The records:
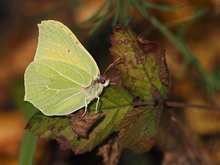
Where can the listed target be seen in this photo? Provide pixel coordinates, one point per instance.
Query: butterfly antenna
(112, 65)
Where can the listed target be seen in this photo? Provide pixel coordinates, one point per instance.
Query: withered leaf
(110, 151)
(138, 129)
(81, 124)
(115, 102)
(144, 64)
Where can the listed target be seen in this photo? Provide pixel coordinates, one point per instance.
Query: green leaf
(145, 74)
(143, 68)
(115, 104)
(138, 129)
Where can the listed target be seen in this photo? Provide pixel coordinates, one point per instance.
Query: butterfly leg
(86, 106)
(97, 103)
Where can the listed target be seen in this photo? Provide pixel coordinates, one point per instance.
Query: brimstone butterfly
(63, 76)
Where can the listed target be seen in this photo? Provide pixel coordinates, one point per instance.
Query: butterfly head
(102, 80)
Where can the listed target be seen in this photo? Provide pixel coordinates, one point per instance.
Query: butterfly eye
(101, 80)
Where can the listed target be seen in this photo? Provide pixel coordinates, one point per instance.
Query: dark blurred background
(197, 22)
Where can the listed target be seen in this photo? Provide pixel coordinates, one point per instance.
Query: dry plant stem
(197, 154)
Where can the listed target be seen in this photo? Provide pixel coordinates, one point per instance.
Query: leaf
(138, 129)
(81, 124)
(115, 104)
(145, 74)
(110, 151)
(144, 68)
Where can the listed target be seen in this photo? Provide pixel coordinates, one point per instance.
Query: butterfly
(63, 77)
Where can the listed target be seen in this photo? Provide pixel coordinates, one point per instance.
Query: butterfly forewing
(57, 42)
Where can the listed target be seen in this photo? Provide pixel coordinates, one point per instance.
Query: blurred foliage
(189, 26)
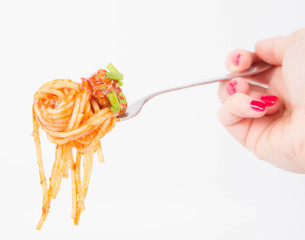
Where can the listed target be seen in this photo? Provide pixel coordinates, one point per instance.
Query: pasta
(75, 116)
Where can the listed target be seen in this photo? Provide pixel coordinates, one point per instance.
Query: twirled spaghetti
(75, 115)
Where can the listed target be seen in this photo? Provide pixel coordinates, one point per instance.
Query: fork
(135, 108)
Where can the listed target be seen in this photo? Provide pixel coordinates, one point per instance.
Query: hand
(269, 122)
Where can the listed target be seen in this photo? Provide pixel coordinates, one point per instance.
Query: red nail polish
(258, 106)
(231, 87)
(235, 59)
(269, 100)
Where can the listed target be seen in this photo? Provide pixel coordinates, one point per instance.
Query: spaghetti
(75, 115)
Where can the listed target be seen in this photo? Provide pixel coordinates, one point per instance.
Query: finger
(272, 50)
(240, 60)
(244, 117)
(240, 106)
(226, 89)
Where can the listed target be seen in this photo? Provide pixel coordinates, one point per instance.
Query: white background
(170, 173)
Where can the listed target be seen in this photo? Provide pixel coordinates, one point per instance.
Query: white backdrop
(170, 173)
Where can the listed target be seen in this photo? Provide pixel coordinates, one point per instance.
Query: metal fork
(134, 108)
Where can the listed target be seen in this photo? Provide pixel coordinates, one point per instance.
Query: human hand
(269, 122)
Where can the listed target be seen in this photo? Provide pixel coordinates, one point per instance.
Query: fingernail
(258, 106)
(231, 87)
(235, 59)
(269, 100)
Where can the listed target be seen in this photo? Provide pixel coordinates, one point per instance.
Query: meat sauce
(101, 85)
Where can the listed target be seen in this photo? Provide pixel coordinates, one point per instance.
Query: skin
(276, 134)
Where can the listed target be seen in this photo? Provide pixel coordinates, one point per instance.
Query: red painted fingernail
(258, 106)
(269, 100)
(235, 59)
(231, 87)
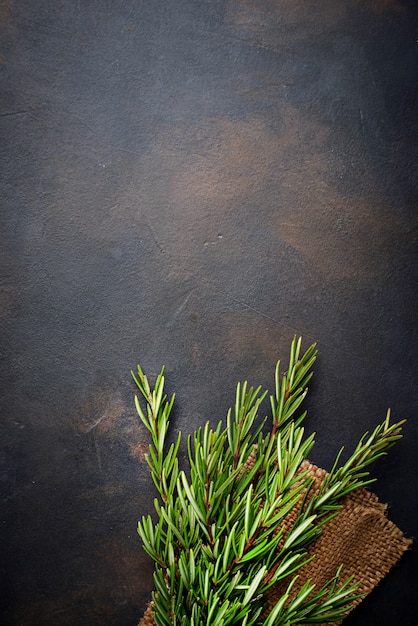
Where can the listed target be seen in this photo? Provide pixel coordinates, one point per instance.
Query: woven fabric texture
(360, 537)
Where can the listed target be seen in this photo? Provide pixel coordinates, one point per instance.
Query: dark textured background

Task:
Show every line of the listing above that contains the string "fingernail", treating uppercase and lowercase as distinct.

Worked solution:
Query: fingernail
Query: red painted fingernail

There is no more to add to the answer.